%%

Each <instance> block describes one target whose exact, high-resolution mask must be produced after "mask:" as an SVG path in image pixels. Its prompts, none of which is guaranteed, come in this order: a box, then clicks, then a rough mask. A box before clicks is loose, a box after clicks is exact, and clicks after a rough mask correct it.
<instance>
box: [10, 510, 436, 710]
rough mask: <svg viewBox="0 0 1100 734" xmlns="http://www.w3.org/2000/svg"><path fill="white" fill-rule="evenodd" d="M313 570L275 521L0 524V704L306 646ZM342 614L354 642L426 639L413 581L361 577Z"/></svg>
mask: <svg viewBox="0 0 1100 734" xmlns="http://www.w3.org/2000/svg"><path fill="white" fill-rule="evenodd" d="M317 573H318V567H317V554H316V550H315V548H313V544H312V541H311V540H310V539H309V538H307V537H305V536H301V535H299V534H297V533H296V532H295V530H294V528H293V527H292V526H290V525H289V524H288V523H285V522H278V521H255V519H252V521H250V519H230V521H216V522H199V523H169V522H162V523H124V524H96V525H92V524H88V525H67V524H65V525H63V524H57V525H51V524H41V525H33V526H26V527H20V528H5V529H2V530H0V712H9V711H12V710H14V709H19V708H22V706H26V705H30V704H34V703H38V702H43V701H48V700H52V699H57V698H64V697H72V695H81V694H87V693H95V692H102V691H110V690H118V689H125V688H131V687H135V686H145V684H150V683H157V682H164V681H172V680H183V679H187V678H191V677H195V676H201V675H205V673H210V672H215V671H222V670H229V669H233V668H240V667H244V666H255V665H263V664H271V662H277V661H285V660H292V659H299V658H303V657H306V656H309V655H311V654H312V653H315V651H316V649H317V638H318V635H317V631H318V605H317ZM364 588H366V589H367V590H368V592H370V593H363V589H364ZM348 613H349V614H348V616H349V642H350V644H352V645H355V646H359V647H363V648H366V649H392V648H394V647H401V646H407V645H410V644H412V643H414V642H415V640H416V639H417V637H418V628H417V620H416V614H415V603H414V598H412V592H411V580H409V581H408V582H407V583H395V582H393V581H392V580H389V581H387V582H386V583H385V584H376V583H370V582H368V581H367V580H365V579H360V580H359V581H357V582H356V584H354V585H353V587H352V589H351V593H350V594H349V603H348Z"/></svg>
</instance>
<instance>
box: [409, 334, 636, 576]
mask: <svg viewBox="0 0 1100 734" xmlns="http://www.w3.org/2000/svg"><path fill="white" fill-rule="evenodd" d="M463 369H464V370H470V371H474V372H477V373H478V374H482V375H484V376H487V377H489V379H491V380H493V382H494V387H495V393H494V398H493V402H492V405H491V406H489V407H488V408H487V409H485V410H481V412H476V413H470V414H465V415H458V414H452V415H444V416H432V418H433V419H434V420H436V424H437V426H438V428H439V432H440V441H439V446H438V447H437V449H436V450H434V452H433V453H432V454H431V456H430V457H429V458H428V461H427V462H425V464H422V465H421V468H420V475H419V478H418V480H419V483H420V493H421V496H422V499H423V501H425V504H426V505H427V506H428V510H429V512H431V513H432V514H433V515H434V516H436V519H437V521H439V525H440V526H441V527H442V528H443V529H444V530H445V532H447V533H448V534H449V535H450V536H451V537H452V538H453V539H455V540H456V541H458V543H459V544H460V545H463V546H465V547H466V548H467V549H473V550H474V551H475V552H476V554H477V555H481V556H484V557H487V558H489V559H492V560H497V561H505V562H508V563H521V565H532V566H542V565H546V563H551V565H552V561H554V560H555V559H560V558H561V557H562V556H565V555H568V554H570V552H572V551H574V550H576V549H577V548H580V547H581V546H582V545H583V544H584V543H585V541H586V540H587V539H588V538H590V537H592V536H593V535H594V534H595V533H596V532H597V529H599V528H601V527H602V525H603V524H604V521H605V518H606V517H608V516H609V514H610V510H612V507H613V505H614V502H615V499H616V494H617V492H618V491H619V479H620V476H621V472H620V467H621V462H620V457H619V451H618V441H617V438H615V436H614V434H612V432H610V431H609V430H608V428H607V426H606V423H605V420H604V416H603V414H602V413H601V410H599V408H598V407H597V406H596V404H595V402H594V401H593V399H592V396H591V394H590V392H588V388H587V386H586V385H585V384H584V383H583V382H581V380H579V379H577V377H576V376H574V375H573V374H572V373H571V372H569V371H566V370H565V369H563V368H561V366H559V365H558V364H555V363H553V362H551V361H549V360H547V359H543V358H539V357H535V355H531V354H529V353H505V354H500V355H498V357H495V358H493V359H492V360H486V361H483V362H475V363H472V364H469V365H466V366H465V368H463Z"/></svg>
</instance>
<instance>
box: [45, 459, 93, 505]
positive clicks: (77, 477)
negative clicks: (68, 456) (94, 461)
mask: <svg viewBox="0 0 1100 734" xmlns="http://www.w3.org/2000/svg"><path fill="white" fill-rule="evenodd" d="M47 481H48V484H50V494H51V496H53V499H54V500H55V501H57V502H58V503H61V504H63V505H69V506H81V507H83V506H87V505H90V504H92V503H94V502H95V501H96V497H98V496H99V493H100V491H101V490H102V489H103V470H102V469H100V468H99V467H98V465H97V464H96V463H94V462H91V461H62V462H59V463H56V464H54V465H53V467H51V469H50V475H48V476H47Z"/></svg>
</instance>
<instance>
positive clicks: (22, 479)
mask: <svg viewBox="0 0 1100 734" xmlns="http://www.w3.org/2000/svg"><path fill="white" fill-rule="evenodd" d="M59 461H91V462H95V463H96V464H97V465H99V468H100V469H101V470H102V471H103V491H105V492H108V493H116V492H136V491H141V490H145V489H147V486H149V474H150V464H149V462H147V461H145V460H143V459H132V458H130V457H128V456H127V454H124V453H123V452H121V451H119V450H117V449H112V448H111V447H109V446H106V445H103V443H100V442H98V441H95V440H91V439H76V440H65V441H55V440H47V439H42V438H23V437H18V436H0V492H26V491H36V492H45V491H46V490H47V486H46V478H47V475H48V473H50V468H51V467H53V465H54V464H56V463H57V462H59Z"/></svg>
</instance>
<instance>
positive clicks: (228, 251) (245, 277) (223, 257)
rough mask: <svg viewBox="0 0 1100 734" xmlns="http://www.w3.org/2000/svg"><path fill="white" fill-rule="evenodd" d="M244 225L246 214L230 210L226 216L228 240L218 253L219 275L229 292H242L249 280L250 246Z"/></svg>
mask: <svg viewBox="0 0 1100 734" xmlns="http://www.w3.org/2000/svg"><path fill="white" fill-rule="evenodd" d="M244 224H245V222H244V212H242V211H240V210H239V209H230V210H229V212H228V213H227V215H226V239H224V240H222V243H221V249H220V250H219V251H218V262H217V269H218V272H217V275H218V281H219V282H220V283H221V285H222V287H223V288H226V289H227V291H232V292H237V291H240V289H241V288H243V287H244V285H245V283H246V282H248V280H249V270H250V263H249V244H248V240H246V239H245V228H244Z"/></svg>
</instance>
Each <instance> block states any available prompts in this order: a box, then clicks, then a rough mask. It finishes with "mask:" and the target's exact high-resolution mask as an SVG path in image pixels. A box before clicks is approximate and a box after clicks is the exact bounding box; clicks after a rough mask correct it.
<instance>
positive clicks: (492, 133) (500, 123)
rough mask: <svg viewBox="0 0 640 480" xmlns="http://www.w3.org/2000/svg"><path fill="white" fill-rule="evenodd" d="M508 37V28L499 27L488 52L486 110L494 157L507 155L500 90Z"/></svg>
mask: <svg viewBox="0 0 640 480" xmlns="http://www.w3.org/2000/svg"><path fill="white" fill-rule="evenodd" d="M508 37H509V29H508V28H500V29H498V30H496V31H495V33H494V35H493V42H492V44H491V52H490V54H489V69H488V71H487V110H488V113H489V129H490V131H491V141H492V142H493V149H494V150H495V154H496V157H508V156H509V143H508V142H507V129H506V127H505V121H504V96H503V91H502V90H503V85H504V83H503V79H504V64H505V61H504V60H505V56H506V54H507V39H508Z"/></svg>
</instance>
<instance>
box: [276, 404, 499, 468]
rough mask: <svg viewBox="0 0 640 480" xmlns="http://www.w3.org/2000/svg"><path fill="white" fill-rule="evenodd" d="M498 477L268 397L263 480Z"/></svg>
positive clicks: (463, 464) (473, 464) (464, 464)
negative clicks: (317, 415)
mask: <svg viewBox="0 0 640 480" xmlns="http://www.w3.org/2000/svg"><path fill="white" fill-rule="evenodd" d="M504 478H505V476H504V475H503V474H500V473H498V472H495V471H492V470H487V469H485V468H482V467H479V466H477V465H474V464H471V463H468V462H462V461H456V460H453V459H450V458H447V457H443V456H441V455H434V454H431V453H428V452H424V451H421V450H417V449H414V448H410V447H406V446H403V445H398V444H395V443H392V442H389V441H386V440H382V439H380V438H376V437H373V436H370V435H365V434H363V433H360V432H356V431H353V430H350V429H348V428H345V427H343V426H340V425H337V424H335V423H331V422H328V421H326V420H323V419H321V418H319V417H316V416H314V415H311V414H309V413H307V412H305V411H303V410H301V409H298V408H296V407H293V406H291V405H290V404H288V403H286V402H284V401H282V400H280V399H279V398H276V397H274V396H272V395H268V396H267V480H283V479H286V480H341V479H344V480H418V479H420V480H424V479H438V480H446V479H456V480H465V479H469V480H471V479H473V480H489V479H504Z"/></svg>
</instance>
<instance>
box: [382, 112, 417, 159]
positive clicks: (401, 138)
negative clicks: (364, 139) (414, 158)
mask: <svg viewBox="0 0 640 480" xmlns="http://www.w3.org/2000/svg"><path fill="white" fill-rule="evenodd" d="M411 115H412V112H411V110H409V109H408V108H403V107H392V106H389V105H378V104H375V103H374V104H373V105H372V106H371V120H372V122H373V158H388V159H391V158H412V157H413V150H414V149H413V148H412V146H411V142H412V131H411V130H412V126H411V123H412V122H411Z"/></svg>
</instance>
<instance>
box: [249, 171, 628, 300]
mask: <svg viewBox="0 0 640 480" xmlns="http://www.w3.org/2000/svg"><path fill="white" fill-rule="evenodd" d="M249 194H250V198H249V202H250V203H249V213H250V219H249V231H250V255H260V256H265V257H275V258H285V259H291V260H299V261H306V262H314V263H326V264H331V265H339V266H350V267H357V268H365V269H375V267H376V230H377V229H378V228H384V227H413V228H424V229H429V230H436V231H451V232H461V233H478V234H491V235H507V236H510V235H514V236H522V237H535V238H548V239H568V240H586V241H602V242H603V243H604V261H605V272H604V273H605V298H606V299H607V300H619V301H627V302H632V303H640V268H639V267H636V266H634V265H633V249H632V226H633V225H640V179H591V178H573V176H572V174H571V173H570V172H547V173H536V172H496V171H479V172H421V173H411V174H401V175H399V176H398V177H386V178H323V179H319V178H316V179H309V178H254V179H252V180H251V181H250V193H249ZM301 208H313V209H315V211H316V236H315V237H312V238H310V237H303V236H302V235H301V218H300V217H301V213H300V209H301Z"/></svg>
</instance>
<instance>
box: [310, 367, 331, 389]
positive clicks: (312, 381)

%%

PROBLEM TO WORK ON – Could you restate, word for word, the lines above from the one with "positive clicks: (22, 479)" to the one with "positive clicks: (492, 133) (500, 123)", both included?

ANSWER –
positive clicks: (22, 479)
mask: <svg viewBox="0 0 1100 734" xmlns="http://www.w3.org/2000/svg"><path fill="white" fill-rule="evenodd" d="M59 461H91V462H95V463H96V464H97V465H99V468H100V469H101V470H102V471H103V491H105V492H108V493H116V492H136V491H141V490H145V489H147V486H149V474H150V464H149V462H147V461H145V460H143V459H132V458H130V457H128V456H127V454H124V453H123V452H121V451H119V450H117V449H112V448H111V447H109V446H106V445H103V443H100V442H98V441H95V440H91V439H76V440H65V441H55V440H47V439H42V438H23V437H18V436H0V492H26V491H36V492H45V491H46V490H47V486H46V478H47V475H48V473H50V468H51V467H53V465H54V464H56V463H57V462H59Z"/></svg>
</instance>
<instance>
positive clicks: (228, 251) (245, 277) (223, 257)
rough mask: <svg viewBox="0 0 1100 734" xmlns="http://www.w3.org/2000/svg"><path fill="white" fill-rule="evenodd" d="M244 225L246 214L230 210L226 216L228 240L218 253L219 275L229 292H242L249 280L250 246Z"/></svg>
mask: <svg viewBox="0 0 1100 734" xmlns="http://www.w3.org/2000/svg"><path fill="white" fill-rule="evenodd" d="M244 224H245V222H244V212H242V211H240V210H239V209H230V210H229V212H228V213H227V215H226V239H224V240H222V243H221V249H220V250H219V251H218V262H217V269H218V272H217V275H218V281H219V282H220V283H221V285H222V287H223V288H226V289H227V291H232V292H237V291H240V289H241V288H243V287H244V285H245V283H246V282H248V280H249V270H250V263H249V244H248V240H246V239H245V228H244Z"/></svg>
</instance>
Each <instance> block states any available prompts in this order: a box, then clicks, then a rough mask. It finishes with "mask:" and the target's exact high-resolution mask as an SVG path in image pixels. A box before clicks is approximate and a box after clicks is the exact bounding box; clicks after a rough mask correct it.
<instance>
positive clicks: (492, 133) (500, 123)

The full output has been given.